Outside of being a beloved visionary and musical legend, Badu has positioned herself in being a serial entrepreneur with interests tailored to fashion, cannabis, and free of charge doula services/advocacy.
She unveiled her fashion capsule collection with the Italian luxury brand Marni this year. Marni is also one of her favorite brands because it’s being eclectic, and full of knits and layers.
The opportunity presented itself after Anna Wintour, editor-in-chief of Vogue asked her to walk for Vogue in New York Fashion Week. She took the opportunity and saw it as a sign to let her light shine.
Marni’s creative director, Francesco Risso asked Badu at the MET Gala if she’d be open to collaborate on her own fashion capsule and from there it was created.
“All of those things aligned like that were a result of the integral private moments that I am working behind the scenes to make things happen,” she said. “I believe the universe inspires with you to make those things happen.”
No stranger to cannabis, day-one fans are familiar with and know that Badu is a frequent cannabis user and connoisseur. Oftentimes the stench of cannabis is heavily strong at her concerts.

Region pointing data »
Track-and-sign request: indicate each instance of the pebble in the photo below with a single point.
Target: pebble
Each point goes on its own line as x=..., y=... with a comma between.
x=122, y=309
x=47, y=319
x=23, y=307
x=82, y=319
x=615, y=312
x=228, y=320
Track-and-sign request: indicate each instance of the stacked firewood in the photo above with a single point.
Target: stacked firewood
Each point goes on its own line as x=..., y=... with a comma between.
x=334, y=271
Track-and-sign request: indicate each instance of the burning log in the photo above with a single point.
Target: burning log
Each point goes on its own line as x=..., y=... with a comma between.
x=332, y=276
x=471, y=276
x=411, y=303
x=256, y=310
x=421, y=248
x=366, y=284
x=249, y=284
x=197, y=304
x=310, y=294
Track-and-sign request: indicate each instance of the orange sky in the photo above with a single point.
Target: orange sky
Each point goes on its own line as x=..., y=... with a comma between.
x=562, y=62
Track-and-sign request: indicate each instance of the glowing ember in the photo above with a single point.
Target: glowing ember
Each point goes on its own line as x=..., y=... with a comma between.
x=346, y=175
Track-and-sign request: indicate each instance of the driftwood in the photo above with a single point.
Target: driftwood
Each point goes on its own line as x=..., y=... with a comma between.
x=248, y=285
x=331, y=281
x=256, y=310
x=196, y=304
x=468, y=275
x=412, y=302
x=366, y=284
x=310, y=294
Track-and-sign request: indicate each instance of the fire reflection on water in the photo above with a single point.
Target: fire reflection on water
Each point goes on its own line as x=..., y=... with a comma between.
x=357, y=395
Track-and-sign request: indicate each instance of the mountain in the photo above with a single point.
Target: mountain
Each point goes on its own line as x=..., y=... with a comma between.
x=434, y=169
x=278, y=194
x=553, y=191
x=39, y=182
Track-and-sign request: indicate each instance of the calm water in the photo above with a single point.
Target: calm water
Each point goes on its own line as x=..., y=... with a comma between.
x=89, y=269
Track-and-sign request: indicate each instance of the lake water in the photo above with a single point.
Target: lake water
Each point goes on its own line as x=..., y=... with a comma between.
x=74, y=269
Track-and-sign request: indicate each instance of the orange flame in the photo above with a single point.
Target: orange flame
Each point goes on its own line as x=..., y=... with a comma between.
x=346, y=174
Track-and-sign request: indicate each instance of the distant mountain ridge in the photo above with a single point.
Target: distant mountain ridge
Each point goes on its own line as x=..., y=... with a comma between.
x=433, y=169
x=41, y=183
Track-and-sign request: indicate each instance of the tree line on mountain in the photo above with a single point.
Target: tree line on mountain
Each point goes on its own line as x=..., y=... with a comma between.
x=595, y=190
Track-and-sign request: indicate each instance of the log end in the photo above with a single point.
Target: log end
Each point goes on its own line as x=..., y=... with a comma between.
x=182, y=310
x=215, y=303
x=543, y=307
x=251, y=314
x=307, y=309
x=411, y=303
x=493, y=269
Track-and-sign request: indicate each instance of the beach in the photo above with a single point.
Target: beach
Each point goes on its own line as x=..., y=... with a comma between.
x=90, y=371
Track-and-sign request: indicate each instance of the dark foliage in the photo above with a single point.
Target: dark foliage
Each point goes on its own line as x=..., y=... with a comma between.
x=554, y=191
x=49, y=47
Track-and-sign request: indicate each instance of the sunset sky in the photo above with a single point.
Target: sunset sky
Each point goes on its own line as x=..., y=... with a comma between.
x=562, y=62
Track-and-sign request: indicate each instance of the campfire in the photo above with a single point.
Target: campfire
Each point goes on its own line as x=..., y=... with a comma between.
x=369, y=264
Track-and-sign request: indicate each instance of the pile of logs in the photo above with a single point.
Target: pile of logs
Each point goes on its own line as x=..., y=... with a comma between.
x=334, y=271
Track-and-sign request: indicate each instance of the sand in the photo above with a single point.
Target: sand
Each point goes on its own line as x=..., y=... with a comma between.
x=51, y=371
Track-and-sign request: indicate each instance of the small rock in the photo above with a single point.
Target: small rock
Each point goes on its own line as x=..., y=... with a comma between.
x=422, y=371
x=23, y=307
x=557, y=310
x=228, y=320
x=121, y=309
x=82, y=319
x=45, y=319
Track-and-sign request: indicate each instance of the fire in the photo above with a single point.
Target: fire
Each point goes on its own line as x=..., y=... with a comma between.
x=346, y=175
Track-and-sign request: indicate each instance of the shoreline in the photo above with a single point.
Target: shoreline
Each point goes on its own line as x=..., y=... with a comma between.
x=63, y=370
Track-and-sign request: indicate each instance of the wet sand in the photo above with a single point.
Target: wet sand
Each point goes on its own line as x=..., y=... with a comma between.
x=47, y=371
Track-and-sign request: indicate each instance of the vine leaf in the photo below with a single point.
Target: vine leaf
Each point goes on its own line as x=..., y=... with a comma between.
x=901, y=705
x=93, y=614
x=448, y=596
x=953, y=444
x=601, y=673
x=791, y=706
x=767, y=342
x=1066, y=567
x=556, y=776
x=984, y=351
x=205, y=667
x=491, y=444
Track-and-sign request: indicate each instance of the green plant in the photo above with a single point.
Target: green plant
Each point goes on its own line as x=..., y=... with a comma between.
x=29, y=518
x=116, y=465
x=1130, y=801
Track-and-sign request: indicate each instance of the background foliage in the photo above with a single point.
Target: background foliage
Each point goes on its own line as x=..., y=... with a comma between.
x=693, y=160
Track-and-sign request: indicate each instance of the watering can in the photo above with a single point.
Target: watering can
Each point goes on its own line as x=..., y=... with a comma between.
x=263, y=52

Requirement A »
Translate this sentence from the passage about Badu into Spanish: "She took the opportunity and saw it as a sign to let her light shine."
Requirement B »
In the passage about Badu, who asked her to walk for Vogue in New York Fashion Week?
Requirement C »
List the interests that the passage about Badu says her work as a serial entrepreneur is tailored to.

Your response A »
Ella aprovechó la oportunidad y la vio como una señal para dejar brillar su luz.

Your response B »
Anna Wintour, editor-in-chief of Vogue.

Your response C »
- Fashion
- Cannabis
- Free of charge doula services/advocacy